| The problem |
Using the data below, output the first line and every line after it up to and including the line containing "In the photo above, where can the silver", exactly as written and with nothing added.

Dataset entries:
Segment Open

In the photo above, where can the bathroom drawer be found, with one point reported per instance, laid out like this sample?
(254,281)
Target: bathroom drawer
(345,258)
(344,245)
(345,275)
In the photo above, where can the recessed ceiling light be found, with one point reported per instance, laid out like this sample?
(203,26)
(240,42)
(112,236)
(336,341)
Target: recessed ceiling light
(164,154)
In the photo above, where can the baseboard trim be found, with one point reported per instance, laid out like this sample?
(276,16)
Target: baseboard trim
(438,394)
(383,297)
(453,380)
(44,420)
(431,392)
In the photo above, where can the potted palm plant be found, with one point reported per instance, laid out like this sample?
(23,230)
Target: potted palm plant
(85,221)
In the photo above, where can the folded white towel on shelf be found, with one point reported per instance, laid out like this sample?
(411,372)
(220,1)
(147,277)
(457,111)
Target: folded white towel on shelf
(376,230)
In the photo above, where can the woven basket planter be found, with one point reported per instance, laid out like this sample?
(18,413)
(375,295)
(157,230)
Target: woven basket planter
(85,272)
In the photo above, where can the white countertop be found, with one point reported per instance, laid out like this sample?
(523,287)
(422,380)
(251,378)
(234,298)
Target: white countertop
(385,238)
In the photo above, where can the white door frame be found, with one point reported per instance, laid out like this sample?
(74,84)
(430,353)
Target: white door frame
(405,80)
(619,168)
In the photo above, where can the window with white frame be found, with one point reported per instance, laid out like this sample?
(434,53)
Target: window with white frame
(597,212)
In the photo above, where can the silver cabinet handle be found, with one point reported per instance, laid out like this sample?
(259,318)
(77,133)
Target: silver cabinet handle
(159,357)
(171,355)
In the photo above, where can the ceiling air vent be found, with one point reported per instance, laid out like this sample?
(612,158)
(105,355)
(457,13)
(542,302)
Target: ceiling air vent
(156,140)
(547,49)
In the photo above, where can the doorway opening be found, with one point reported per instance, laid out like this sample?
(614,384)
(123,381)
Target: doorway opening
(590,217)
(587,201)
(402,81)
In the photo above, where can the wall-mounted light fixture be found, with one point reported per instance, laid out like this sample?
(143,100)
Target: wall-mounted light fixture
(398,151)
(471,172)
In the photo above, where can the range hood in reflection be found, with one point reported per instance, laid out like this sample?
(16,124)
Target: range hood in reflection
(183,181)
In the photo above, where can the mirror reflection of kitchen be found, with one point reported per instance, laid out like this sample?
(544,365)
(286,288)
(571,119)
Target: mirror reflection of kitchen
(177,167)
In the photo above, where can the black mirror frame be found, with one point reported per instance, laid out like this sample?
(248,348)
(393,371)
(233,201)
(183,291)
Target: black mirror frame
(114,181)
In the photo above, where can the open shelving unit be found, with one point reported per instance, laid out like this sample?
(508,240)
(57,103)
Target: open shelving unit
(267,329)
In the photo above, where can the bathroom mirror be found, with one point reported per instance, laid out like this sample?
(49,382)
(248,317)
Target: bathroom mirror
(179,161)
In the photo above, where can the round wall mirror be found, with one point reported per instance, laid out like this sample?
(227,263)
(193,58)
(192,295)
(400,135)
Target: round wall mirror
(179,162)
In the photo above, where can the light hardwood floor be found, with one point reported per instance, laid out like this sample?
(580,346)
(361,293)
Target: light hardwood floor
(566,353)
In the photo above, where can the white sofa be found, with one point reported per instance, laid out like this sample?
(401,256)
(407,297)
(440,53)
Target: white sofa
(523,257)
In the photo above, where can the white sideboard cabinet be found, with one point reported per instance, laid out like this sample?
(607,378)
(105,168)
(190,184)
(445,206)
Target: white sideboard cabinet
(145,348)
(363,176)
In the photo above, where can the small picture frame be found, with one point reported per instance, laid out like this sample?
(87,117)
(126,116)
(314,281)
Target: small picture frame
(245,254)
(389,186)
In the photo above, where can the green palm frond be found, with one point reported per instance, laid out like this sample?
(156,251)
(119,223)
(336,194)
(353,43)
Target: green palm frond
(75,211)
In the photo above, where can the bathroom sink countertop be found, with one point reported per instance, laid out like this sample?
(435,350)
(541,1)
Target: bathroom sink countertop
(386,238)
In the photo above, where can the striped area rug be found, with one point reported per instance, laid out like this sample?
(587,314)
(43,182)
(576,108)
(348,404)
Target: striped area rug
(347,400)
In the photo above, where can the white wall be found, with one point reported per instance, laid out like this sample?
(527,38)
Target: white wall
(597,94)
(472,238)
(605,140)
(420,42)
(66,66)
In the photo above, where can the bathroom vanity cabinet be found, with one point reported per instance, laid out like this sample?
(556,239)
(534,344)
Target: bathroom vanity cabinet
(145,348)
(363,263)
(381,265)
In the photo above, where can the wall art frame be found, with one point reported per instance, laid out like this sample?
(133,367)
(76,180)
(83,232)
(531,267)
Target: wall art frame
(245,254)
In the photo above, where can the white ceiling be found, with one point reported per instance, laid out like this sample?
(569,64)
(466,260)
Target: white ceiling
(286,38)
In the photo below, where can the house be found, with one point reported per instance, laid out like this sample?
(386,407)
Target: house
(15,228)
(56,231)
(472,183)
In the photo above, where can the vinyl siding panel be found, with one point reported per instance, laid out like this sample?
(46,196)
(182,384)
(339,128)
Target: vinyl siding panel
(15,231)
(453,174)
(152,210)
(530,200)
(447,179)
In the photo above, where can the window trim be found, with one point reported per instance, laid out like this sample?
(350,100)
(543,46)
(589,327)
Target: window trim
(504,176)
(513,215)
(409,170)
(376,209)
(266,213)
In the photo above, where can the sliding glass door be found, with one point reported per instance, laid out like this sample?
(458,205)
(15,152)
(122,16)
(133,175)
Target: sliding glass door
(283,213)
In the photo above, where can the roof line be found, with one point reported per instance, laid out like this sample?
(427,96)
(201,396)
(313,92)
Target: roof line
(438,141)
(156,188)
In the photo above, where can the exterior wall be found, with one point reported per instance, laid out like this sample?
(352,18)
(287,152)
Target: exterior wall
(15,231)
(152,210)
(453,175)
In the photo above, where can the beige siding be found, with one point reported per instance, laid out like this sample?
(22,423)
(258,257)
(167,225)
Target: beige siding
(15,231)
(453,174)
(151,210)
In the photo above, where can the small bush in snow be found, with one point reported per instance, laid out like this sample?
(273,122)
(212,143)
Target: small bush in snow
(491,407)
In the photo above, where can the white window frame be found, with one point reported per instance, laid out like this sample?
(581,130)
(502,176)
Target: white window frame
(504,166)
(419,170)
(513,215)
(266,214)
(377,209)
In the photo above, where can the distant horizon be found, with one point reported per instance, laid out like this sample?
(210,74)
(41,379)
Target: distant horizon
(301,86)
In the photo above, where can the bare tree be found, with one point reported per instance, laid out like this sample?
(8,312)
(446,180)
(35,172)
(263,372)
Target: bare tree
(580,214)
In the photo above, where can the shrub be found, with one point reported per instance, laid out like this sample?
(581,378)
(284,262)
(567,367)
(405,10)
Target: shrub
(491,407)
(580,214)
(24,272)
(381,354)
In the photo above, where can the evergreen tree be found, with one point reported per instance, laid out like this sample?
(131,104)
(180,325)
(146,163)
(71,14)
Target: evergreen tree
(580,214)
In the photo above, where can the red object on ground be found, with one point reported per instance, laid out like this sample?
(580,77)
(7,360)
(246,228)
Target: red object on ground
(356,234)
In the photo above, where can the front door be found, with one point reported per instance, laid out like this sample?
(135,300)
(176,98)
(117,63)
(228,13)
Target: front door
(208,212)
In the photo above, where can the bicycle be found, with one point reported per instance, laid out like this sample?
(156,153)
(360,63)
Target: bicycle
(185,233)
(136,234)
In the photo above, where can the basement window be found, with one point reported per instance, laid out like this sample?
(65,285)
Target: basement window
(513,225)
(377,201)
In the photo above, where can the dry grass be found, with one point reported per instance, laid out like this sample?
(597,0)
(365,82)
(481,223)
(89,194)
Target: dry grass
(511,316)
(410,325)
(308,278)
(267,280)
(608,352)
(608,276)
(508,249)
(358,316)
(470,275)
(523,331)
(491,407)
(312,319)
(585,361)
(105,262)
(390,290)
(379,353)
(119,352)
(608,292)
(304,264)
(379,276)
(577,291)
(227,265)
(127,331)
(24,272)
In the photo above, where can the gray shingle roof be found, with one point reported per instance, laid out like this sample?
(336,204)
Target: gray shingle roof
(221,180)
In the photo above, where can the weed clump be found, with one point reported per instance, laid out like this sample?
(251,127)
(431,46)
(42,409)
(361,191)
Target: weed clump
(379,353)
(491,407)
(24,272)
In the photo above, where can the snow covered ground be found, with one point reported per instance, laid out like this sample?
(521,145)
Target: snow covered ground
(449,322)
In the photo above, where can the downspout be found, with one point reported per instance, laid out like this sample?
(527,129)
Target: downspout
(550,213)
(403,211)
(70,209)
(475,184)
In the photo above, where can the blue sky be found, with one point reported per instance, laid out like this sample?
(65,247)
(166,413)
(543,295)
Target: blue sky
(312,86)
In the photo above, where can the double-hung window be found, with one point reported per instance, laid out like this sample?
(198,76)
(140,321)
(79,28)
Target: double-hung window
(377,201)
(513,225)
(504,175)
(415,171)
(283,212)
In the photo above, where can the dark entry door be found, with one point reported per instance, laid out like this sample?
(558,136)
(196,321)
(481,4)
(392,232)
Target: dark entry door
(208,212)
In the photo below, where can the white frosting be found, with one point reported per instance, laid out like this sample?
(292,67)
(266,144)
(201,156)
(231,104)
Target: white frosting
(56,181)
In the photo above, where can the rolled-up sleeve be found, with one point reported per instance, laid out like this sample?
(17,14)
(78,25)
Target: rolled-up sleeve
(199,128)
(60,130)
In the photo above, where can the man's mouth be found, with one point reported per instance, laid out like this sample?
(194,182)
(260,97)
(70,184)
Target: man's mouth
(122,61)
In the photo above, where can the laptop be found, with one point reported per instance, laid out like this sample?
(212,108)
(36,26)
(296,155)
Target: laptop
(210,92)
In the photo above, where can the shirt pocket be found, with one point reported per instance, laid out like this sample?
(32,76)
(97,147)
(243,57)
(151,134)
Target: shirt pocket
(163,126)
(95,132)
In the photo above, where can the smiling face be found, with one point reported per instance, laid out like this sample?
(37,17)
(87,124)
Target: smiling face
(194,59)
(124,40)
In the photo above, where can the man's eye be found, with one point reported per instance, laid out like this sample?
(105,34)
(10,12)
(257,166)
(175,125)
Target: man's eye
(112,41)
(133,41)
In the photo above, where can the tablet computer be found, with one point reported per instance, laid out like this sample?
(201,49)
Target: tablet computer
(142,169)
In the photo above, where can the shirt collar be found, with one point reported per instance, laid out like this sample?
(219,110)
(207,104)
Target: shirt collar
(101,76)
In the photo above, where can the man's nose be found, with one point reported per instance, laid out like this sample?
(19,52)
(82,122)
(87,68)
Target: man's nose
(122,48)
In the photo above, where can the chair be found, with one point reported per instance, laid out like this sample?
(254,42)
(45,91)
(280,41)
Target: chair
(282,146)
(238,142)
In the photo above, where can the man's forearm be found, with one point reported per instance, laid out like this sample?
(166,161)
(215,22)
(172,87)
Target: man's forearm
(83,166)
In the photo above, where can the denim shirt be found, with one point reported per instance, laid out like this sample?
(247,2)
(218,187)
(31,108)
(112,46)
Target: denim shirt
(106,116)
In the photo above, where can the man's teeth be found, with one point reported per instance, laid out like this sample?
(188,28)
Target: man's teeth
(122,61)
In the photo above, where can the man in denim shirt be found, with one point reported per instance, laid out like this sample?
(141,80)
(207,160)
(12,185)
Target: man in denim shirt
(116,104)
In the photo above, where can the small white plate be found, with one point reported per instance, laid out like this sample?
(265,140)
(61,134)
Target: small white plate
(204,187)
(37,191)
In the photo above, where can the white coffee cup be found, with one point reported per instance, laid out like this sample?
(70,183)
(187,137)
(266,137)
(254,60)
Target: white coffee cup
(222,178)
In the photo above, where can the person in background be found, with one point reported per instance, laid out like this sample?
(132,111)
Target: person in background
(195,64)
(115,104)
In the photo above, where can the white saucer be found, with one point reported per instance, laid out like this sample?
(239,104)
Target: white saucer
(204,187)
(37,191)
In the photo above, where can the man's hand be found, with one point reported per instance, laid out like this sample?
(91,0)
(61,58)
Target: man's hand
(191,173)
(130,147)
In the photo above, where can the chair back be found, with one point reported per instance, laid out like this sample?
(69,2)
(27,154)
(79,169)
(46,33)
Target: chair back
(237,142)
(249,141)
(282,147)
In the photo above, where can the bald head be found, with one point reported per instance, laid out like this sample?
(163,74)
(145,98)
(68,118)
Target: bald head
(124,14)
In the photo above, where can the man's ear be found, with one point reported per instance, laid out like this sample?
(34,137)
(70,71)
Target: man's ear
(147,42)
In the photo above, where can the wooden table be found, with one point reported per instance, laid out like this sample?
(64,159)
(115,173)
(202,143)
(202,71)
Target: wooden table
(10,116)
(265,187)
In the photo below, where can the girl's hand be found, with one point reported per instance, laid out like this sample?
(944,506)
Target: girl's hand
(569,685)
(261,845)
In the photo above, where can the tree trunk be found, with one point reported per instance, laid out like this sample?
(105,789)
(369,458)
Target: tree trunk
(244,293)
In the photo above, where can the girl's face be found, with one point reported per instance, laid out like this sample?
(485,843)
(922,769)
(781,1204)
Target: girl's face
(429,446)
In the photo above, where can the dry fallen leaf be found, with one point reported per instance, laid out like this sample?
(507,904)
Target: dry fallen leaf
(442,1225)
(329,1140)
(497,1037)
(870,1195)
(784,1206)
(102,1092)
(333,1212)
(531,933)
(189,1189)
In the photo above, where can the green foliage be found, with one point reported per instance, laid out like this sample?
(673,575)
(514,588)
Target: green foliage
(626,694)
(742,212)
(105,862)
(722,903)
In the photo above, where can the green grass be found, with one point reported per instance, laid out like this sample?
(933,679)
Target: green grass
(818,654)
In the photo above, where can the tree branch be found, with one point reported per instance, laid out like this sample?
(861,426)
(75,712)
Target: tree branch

Segment Closed

| Output below |
In the photo above, where can the bathroom drawer be found, with one point reported per instance, laid out like this sample?
(254,281)
Target: bathroom drawer
(345,258)
(344,245)
(345,275)
In the photo above, where can the recessed ceiling light be found, with one point reported per instance, laid out like this sample?
(203,26)
(240,42)
(112,236)
(336,341)
Target: recessed ceiling light
(164,154)
In the photo above, where can the baseboard trim be found, with one point reported per instance, laid out like this sample?
(276,16)
Target: baseboard trim
(438,394)
(383,297)
(453,380)
(44,420)
(431,392)
In the photo above, where can the potted palm plant be found, with one point reported per instance, laid out like this sample?
(23,230)
Target: potted palm plant
(85,221)
In the photo above, where can the folded white towel on shelf be found, with one point reported per instance, laid out like this sample?
(411,372)
(220,1)
(147,277)
(457,111)
Target: folded white towel on shelf
(376,230)
In the photo above, where can the woven basket planter be found, with one point reported per instance, laid out like this sample?
(18,413)
(375,295)
(157,230)
Target: woven basket planter
(85,272)
In the photo above, where can the white countertop be found, with one point reported per instance, laid out like this sample?
(523,287)
(422,380)
(251,378)
(234,298)
Target: white countertop
(385,238)
In the photo above, where can the white door frame be found, with one point reported per instance, laid out like this sample?
(74,84)
(430,353)
Target: white door frame
(405,80)
(619,168)
In the photo above, where can the window with white frame be found, with one point reported per instance, laid out like this sample?
(434,53)
Target: window with white frame
(597,212)
In the photo above, where can the silver cabinet handle be found, with one point reported per instance, laid out like this sample?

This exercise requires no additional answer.